__PROBLEMA PLANTEADO 1__: Según el texto seleccionado, ¿en qué año recibió Mario Alberto Carrera el Premio Nacional de Literatura?

__TEXTO SELECCIONADO__:
■ ■ ■ ■ ■

Mario Alberto Carrera

marioalbertocarrera@gmail.com

Premio Nacional de Literatura 1999. Quetzal de Oro. Subdirector de la Academia Guatemalteca de la Lengua. Miembro correspondiente de la Real Academia Española. Profesor jubilado de la Facultad de Humanidades USAC y ex director de su Departamento de Letras. Ex director de la Casa de la Cultura de la USAC. Condecorado con la Orden de Isabel La Católica. Ex columnista de La Nación, El Gráfico, Siglo XXI y Crónica de la que fue miembro de su consejo editorial, primera época. Ex director del suplemento cultural de La Hora y de La Nación. Ex embajador de Guatemala en Italia, Grecia y Colombia. Ha publicado más de 25 libros en México, Colombia, Guatemala y Costa Rica.

post author

Escribir un texto que intente concebir una obra literaria o artística es un empeño subjetivamente desorbitado.

Es como un viaje submarino (sueño tocante al surrealismo, esto es a lo inesperado y mágico) en el que no se sabe con qué peñascos e islas encantadas hemos de dar que pueden tener el peligro de sumirnos en un estupor estéril. Todo es posible, el bien y el mal a partir de una misma salida.

■ ■ ■ ■ ■

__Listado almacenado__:
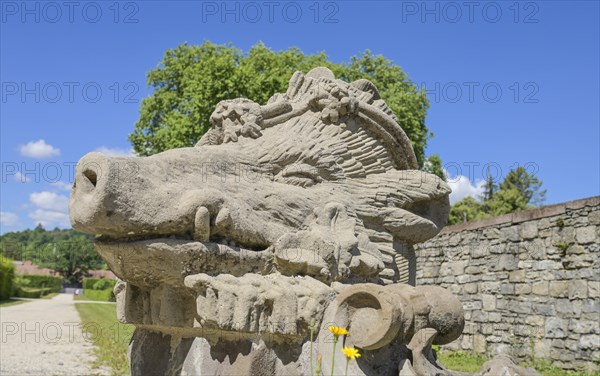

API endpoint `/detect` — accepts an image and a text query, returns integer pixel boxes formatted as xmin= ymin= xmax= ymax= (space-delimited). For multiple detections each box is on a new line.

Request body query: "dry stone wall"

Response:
xmin=417 ymin=196 xmax=600 ymax=370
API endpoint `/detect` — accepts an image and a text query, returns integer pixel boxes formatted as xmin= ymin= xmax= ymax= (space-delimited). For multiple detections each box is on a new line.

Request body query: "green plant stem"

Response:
xmin=331 ymin=335 xmax=337 ymax=376
xmin=310 ymin=319 xmax=315 ymax=376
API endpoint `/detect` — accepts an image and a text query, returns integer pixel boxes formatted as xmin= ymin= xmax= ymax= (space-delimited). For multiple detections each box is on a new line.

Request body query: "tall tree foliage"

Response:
xmin=0 ymin=225 xmax=105 ymax=284
xmin=448 ymin=167 xmax=546 ymax=224
xmin=129 ymin=42 xmax=432 ymax=166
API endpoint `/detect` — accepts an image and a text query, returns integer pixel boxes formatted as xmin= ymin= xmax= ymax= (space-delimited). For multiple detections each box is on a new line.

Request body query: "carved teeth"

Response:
xmin=215 ymin=208 xmax=231 ymax=230
xmin=194 ymin=206 xmax=210 ymax=242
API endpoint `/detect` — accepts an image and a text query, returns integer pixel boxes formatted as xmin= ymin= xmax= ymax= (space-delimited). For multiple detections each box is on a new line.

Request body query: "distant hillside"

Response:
xmin=0 ymin=225 xmax=106 ymax=283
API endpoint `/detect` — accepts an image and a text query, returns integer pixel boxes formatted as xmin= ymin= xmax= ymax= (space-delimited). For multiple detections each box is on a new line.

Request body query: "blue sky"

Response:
xmin=0 ymin=1 xmax=600 ymax=233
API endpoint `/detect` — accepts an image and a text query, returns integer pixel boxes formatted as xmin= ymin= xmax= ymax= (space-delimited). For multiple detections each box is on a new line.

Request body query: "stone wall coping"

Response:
xmin=440 ymin=196 xmax=600 ymax=235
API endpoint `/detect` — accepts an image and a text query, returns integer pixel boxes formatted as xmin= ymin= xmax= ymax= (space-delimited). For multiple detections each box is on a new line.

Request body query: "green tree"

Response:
xmin=0 ymin=225 xmax=105 ymax=284
xmin=482 ymin=171 xmax=498 ymax=202
xmin=448 ymin=167 xmax=546 ymax=224
xmin=500 ymin=167 xmax=546 ymax=206
xmin=448 ymin=196 xmax=489 ymax=225
xmin=486 ymin=188 xmax=531 ymax=217
xmin=129 ymin=41 xmax=432 ymax=166
xmin=40 ymin=236 xmax=104 ymax=285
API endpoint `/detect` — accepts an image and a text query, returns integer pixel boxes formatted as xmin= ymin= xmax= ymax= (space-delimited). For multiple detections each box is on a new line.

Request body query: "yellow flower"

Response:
xmin=342 ymin=347 xmax=360 ymax=359
xmin=328 ymin=326 xmax=348 ymax=338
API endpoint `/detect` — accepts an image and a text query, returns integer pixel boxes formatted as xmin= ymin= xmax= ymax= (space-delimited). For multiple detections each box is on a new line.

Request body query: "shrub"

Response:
xmin=92 ymin=279 xmax=115 ymax=290
xmin=83 ymin=289 xmax=117 ymax=302
xmin=83 ymin=277 xmax=116 ymax=290
xmin=20 ymin=274 xmax=62 ymax=292
xmin=0 ymin=256 xmax=15 ymax=299
xmin=16 ymin=287 xmax=52 ymax=299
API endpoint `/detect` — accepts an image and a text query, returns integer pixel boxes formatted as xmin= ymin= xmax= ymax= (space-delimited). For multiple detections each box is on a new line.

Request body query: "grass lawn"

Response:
xmin=75 ymin=303 xmax=133 ymax=375
xmin=0 ymin=299 xmax=28 ymax=307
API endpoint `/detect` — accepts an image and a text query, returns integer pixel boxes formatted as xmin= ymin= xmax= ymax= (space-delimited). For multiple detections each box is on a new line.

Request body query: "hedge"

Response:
xmin=0 ymin=256 xmax=15 ymax=299
xmin=83 ymin=288 xmax=116 ymax=302
xmin=21 ymin=274 xmax=62 ymax=292
xmin=17 ymin=287 xmax=53 ymax=299
xmin=83 ymin=277 xmax=117 ymax=291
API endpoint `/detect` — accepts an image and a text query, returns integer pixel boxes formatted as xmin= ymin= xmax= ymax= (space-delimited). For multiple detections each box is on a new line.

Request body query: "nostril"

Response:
xmin=83 ymin=168 xmax=98 ymax=187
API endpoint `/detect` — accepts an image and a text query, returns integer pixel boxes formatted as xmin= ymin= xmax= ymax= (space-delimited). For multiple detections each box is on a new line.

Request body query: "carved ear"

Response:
xmin=350 ymin=78 xmax=381 ymax=100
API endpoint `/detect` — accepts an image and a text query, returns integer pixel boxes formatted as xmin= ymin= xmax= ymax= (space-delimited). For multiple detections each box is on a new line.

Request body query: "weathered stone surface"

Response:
xmin=521 ymin=221 xmax=538 ymax=239
xmin=74 ymin=68 xmax=524 ymax=376
xmin=575 ymin=226 xmax=598 ymax=244
xmin=569 ymin=280 xmax=588 ymax=300
xmin=545 ymin=317 xmax=567 ymax=338
xmin=416 ymin=197 xmax=600 ymax=371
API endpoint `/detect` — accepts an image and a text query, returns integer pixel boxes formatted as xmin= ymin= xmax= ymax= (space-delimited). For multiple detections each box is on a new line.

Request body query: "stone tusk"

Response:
xmin=194 ymin=206 xmax=210 ymax=242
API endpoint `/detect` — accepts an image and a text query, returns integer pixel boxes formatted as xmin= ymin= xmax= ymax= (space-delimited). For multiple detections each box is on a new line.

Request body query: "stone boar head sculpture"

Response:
xmin=70 ymin=68 xmax=450 ymax=284
xmin=69 ymin=68 xmax=462 ymax=374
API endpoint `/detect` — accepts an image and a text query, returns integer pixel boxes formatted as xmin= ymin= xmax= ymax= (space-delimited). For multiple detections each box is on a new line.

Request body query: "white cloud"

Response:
xmin=15 ymin=171 xmax=31 ymax=183
xmin=29 ymin=209 xmax=71 ymax=227
xmin=50 ymin=181 xmax=73 ymax=192
xmin=0 ymin=212 xmax=20 ymax=227
xmin=29 ymin=191 xmax=70 ymax=227
xmin=29 ymin=191 xmax=69 ymax=213
xmin=448 ymin=175 xmax=485 ymax=204
xmin=94 ymin=146 xmax=134 ymax=157
xmin=20 ymin=140 xmax=60 ymax=158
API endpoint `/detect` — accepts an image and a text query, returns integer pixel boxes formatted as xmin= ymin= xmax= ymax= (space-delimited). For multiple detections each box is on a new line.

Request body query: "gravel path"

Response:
xmin=0 ymin=294 xmax=110 ymax=376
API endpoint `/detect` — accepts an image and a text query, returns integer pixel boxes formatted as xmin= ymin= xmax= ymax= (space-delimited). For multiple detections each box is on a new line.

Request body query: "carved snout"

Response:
xmin=69 ymin=153 xmax=125 ymax=233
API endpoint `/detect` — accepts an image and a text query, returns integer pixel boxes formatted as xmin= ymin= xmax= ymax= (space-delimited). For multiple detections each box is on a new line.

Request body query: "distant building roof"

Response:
xmin=13 ymin=261 xmax=58 ymax=276
xmin=88 ymin=270 xmax=117 ymax=279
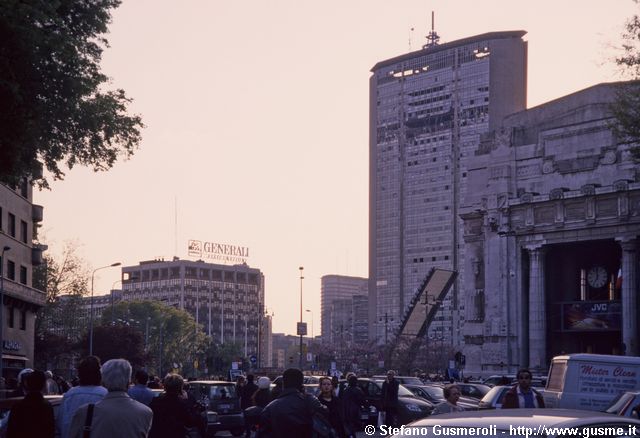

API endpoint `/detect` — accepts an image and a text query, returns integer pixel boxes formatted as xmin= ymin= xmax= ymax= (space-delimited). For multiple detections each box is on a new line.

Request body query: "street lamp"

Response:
xmin=89 ymin=262 xmax=122 ymax=356
xmin=305 ymin=309 xmax=313 ymax=340
xmin=0 ymin=245 xmax=11 ymax=378
xmin=298 ymin=266 xmax=304 ymax=370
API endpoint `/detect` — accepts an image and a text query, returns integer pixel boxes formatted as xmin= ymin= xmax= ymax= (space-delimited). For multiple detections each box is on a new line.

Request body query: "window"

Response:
xmin=20 ymin=266 xmax=27 ymax=284
xmin=7 ymin=260 xmax=16 ymax=281
xmin=20 ymin=221 xmax=27 ymax=243
xmin=9 ymin=213 xmax=16 ymax=237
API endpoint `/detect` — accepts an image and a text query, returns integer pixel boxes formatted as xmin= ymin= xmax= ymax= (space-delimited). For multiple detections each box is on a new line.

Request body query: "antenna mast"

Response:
xmin=422 ymin=11 xmax=440 ymax=49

■ ■ ■ ■ ■

__PROBLEMA PLANTEADO 2__: Recopile cada línea del listado en la que figure la palabra "carved", teniendo en cuenta que se distingue entre mayúsculas y minúsculas.

__RESPUESTA CORRECTA 1__: En 1999.

__RESPUESTA CORRECTA 2__:
Request body query: "carved teeth"
Request body query: "carved ear"
Request body query: "carved snout"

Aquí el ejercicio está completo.